Consigne de travail :: Rédigez la suite du texte sur les enquêtes en droit de la concurrence, en partant juste après sa dernière phrase.

Texte de lecture ::

################

On peut citer ainsi le développement accrue des perquisitions au domicile des dirigeants et des employés en raison de la généralisation du télétravail ; l’exploitation des téléphones portables, tablettes et autres moyens de communication à partir du moment où ils sont utilisés à titre professionnel (BYOD – Bring Your Own Device Policy)5, ou encore le large accès aux données stockées dans le cloud et serveurs distants.6
Des enquêtes aux périmètres nouveaux
Les enquêtes ont évolué en portant désormais sur de nouvelles considérations qui vont au-delà de la protection du consommateur stricto sensu et qui concernent le marché du travail ou encore le développement durable.
Dans le secteur environnemental, outre la fameuse affaire AdBlue de 2021, la Commission a infligé en avril 2025 un total de 458 millions d'euros à Volkswagen, Stellantis et d’autres constructeurs automobiles pour leur participation à un cartel de recyclage des véhicules entravant les objectifs d’économie circulaire au sein de l’Union européenne.
En ce qui concerne le marché du travail, si aucune sanction n’est encore à recenser, les ouvertures d’enquêtes se sont en revanche multipliées à travers l’Union européenne.7 Aux Etats-Unis, le DOJ est probablement l’une des autorités les plus actives en matière de « no-poach agreement » et accord de fixation de salaires, mais rencontre toutefois de nombreuses difficultés en matière probatoire ce qui a conduit à divers échecs au niveau contentieux.8
Extensions des enquêtes spécifiques à l’Union européenne
L’Union européenne s’est dotée de nouveaux outils législatifs pour compléter son arsenal lui permettant de mener des enquêtes. Le Digital Market Act (DMA) a pour principal objectif de réglementer les plateformes agissant comme « contrôleur d’accès ». La Foreign Subsidies Reglementation (FSR) permet d’appréhender les subventions étrangères créant des distorsions de concurrence au sein du marché intérieur.
C’est dans ce contexte qu’en 2024 la Commission a ouvert à la fois 5 enquêtes formelles de non-conformité sur le fondement du DMA contre Alphabet, Apple et Meta, ainsi que ses premières enquêtes approfondies en matière de FSR. L’une de ces dernières a conduit à une opération de visite et saisie (OVS) dans les locaux aux Pays-Bas de l’entreprise chinoise Nuctech. Cette extension des pouvoirs d’enquête de la Commission n’est pas sans poser des questions sur l’application extraterritoriale du droit de la concurrence.
Legal privilege : diversité des régimes, complexité des articulations
Clé de voûte des contentieux en matière d’OVS, la protection du secret des correspondances avocat-client reste encore pleinement d’actualité en raison d’une définition du legal privilege à géométrie variable.
- L’approche au niveau de l’Union européenne semble la plus extensive depuis les arrêts récents de la CJUE9 permettant une protection des correspondances avocat-client tant pour les aspects conseils que contentieux au-delà de la seule enquête en cours ayant motivé l’OVS.

################

Données fournies ::
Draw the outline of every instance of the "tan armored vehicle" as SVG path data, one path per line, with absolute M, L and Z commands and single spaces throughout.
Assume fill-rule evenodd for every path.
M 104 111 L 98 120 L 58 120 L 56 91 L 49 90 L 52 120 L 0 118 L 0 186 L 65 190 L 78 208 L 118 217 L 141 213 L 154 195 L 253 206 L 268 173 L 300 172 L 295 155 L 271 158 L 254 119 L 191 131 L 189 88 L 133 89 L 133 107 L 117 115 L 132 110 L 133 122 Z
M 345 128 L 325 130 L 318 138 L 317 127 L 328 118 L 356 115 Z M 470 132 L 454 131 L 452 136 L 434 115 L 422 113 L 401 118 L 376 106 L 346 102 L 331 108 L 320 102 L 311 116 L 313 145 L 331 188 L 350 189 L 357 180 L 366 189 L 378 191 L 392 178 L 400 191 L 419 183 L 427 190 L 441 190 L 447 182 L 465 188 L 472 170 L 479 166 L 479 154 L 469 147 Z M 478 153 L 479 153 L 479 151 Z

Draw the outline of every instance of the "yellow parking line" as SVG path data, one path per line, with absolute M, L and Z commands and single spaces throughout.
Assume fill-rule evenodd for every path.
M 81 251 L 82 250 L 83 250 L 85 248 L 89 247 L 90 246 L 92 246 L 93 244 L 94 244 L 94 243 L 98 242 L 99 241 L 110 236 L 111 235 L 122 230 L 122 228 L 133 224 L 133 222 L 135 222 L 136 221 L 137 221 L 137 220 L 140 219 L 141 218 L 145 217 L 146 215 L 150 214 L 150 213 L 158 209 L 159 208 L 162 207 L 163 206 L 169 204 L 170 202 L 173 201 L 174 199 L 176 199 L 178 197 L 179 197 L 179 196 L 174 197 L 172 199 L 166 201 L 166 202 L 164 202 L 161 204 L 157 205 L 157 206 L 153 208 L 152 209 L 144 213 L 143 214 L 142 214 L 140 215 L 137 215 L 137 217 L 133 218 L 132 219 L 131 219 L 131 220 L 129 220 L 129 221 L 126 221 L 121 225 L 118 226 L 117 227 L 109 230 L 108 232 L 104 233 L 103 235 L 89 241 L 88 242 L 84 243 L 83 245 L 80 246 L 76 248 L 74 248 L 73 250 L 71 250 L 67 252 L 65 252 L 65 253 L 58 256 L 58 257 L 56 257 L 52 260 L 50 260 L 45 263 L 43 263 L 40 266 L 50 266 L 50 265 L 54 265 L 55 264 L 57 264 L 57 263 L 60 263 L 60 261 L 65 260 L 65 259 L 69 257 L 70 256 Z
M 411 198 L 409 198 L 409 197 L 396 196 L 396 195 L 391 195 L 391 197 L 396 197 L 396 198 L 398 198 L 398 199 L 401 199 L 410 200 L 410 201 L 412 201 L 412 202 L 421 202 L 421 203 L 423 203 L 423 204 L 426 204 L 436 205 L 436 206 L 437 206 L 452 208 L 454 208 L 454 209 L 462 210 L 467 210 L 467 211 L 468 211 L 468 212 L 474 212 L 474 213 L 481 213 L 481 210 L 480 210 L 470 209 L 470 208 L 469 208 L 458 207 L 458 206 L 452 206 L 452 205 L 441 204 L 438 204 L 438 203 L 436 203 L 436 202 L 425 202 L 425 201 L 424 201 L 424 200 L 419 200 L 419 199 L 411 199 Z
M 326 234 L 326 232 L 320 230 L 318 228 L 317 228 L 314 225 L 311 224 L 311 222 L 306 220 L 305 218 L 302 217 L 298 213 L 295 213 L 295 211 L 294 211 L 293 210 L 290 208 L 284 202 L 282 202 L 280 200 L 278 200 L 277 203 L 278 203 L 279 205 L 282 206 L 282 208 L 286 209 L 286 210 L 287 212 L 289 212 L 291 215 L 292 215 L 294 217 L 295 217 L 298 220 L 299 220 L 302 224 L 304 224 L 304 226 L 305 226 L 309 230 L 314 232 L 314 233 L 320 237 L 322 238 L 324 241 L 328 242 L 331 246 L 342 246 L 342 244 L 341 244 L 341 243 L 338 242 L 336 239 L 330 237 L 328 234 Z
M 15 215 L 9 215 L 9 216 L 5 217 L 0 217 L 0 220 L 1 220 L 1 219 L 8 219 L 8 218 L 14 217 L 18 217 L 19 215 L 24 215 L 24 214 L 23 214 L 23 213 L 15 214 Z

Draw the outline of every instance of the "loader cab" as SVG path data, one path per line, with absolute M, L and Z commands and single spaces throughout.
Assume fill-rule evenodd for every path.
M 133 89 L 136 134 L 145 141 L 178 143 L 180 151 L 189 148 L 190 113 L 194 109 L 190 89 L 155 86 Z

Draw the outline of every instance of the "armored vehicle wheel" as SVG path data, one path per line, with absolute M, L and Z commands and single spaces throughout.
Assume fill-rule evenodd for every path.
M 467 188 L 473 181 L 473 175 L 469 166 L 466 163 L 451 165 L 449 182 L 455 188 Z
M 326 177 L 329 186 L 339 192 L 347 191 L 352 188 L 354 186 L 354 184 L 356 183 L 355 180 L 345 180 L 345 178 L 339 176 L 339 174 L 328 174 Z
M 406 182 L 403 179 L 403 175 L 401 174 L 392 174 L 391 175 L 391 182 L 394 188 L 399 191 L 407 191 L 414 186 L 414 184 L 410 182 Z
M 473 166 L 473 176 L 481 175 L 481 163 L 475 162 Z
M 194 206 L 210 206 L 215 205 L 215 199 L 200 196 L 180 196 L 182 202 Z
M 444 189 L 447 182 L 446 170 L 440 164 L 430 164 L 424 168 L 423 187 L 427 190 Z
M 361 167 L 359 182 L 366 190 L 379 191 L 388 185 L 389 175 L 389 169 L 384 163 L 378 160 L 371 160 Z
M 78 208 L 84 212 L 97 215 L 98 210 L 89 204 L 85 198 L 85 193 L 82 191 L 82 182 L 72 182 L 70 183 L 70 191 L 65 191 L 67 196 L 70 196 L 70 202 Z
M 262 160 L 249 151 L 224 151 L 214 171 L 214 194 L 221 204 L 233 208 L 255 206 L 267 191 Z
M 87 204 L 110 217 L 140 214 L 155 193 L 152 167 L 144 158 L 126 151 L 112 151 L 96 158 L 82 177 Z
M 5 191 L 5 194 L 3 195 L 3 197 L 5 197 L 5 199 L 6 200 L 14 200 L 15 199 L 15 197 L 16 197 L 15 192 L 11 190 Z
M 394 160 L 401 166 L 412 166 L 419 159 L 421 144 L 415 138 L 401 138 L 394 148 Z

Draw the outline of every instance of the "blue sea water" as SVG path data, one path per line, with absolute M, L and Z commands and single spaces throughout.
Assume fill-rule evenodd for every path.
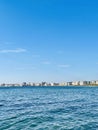
M 0 130 L 98 130 L 98 88 L 2 87 Z

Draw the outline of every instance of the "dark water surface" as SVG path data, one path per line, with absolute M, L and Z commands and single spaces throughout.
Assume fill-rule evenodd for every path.
M 98 88 L 0 88 L 0 130 L 98 130 Z

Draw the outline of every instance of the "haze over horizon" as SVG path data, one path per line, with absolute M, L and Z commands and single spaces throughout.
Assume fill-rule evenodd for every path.
M 98 79 L 97 0 L 0 0 L 0 83 Z

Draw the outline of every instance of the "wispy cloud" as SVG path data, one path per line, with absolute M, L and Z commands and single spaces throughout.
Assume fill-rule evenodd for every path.
M 61 65 L 58 65 L 58 67 L 60 67 L 60 68 L 69 68 L 70 65 L 67 65 L 67 64 L 61 64 Z
M 64 51 L 59 50 L 57 53 L 58 53 L 58 54 L 63 54 L 63 53 L 64 53 Z
M 35 55 L 32 55 L 32 57 L 34 57 L 34 58 L 39 58 L 40 55 L 35 54 Z
M 49 62 L 49 61 L 44 61 L 44 62 L 42 62 L 42 64 L 45 64 L 45 65 L 50 65 L 50 64 L 51 64 L 51 62 Z
M 18 49 L 13 49 L 13 50 L 0 50 L 0 53 L 22 53 L 22 52 L 26 52 L 26 49 L 22 49 L 22 48 L 18 48 Z

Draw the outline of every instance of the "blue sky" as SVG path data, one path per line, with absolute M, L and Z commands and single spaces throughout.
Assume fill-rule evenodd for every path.
M 97 0 L 0 0 L 0 82 L 98 79 Z

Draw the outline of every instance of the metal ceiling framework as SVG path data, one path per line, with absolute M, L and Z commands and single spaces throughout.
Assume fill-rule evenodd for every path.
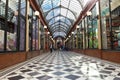
M 36 0 L 53 38 L 66 37 L 89 0 Z

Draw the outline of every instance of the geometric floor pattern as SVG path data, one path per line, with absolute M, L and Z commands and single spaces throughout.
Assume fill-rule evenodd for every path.
M 120 80 L 120 66 L 70 51 L 54 51 L 0 77 L 0 80 Z

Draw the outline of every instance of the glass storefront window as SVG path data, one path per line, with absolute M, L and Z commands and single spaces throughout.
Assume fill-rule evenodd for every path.
M 92 15 L 88 17 L 88 45 L 89 48 L 98 48 L 98 19 L 95 5 L 91 10 Z
M 21 0 L 21 8 L 20 8 L 20 50 L 25 50 L 25 20 L 26 13 L 26 0 Z
M 18 4 L 19 1 L 9 0 L 8 3 L 8 18 L 7 21 L 7 50 L 16 50 L 16 32 L 17 32 L 17 21 L 18 21 Z

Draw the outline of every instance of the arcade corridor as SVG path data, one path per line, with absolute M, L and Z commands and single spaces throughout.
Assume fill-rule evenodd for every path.
M 42 54 L 0 80 L 120 80 L 120 65 L 70 51 Z

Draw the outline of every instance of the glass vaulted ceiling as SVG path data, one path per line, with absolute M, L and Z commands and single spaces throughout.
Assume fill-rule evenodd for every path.
M 89 0 L 36 0 L 53 37 L 65 37 Z

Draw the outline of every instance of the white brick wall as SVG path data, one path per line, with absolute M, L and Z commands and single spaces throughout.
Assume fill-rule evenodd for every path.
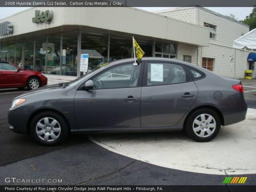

################

Réponse au problème ::
- En France en revanche, la Cour de cassation a une approche restrictive en jugeant que cette protection ne s’applique qu’aux correspondances en lien direct avec l'exercice des droits de la défense dans le cadre de l’enquête en cours.10
- Aux Etats-Unis, le legal privilege se compose du secret professionnel avocat-client qui protège les communications confidentielles dès lors que le but principal de l’échange est l’obtention ou la fourniture d’un avis juridique, et la work product doctrine qui offre quant à elle une protection aux documents préparés en anticipation d’un litige.
Face à ces disparités d’approche, de nombreuses questions se posent pour les grandes entreprises internationales présentes à la fois en Europe et aux Etats Unis qui feraient l’objet d’OVS coordonnées et oblige à une adaptation aux différents régimes
S'agissant des données personnelles, les contentieux se multiplient.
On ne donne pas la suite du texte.